* [WRITTEN PROBLEM]
Answer from the post on 2006 350Z trims.
1. What engine is listed as standard equipment?
2. Which trim adds Bose audio?
3. What size rims does the Performance trim add?

* [QUOTED TEXT]

-=-=-=-=-

# Difference between 2006 Z Trims...



## Undecided99 (Oct 3, 2007)

The 350Z comes in six trims: 

Base
Enthusiast
Performance
Touring
Grand Touring 
Track. 

Standard equipment includes a 3.5-liter V6, six-speed manual transmission, automatic air conditioning, four-wheel disc brakes with Anitlock Braking System (ABS), bi-xenon headlights, three cup holders, rear defroster, power windows, power locks, remote keyless entry, heated power mirrors, tire pressure monitoring system, AM/FM stereo with CD, 17-inch alloy wheels and a rear wiper/washer. 

Enthusiast models receive automatic garage door opener, traction control and a limited-slip differential. 

The Performance trim adds Vehicle Dynamic Control and 18-inch rims, 

Touring adds Bose audio, heated leather power seats and heated mirrors. 

The Grand Touring trim adds to the Touring front and rear spoilers, Vehicle Dynamic Control and Brembo brakes.

-=-=-=-=-

* [Coordinate annotation records]

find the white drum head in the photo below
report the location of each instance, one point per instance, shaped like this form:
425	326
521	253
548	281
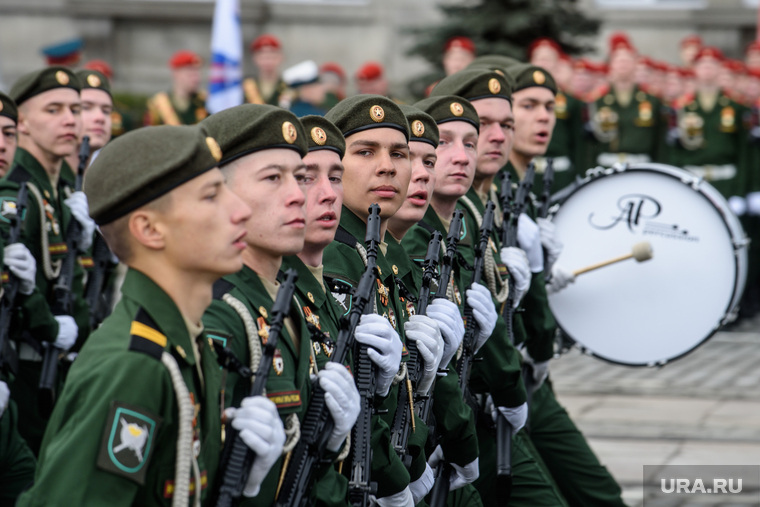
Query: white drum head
647	313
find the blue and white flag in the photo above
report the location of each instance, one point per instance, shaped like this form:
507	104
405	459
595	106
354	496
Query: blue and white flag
225	88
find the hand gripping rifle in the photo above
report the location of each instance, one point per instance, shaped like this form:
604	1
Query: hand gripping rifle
317	423
237	458
63	299
359	484
403	421
8	358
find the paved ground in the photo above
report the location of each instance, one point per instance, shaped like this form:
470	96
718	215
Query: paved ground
703	409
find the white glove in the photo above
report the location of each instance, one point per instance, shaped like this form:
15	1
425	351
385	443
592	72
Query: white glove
551	245
342	400
516	416
423	331
517	263
81	212
484	311
529	239
463	475
449	320
21	263
261	429
422	486
5	394
67	332
561	278
385	348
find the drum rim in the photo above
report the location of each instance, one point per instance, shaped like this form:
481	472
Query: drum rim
679	174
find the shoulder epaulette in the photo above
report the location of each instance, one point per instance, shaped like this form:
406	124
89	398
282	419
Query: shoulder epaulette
145	336
222	287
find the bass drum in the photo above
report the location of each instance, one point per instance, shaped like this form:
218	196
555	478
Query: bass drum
648	313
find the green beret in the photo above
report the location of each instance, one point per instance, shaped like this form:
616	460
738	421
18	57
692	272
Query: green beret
421	124
95	80
364	112
323	135
450	108
8	107
527	76
474	84
144	164
247	128
43	80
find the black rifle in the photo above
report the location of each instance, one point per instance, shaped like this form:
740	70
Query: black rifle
403	420
237	458
8	357
63	298
317	423
360	486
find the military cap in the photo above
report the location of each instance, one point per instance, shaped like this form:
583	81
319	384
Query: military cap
364	112
421	125
450	108
248	128
43	80
151	162
94	80
474	84
527	75
323	135
8	107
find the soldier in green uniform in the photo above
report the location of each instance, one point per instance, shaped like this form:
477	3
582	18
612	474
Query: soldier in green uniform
709	138
573	465
49	126
626	122
377	170
262	147
185	104
139	420
17	462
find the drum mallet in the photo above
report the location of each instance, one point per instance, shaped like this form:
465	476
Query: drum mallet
641	252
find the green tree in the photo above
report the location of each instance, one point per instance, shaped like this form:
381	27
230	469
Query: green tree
504	27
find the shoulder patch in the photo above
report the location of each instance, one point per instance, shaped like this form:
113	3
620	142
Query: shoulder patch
128	441
146	337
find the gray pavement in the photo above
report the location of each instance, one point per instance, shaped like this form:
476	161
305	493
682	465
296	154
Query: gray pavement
702	409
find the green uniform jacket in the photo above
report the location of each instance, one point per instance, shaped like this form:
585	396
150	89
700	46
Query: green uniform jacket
713	144
95	450
288	383
636	129
343	264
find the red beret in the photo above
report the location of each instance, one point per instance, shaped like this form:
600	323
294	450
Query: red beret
184	58
101	66
543	42
370	70
460	42
266	40
709	51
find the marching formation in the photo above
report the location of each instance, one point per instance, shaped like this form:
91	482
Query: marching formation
270	308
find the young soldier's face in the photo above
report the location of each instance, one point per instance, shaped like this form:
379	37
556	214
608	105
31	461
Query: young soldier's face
377	171
324	196
534	120
421	184
52	121
497	128
7	144
457	155
270	183
204	226
96	117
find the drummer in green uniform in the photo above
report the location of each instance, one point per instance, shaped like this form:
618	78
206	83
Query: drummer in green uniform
139	420
185	104
625	122
262	147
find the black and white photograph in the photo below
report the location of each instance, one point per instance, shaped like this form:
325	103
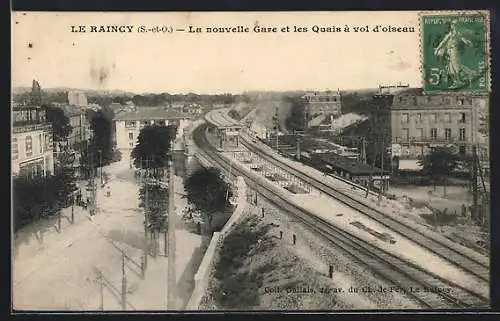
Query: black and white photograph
244	161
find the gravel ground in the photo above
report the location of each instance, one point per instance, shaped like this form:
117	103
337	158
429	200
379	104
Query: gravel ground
304	265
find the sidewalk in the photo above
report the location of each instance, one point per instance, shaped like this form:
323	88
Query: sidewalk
58	270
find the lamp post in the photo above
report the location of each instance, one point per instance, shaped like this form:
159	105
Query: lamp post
171	278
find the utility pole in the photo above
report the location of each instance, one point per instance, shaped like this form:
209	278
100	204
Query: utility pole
124	284
381	170
171	287
101	291
298	148
363	150
100	166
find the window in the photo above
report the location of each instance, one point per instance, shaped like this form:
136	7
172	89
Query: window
433	133
28	146
462	134
419	134
447	133
130	124
15	151
406	134
46	142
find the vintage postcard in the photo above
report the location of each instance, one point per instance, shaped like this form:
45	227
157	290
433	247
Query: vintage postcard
221	161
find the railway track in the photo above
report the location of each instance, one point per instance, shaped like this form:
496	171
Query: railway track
469	264
403	275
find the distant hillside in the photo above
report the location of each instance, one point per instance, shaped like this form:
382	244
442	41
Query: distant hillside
89	92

-=-=-=-=-

* [REPLY TO THE EXERCISE]
1. A 3.5-liter V6
2. Touring
3. 18-inch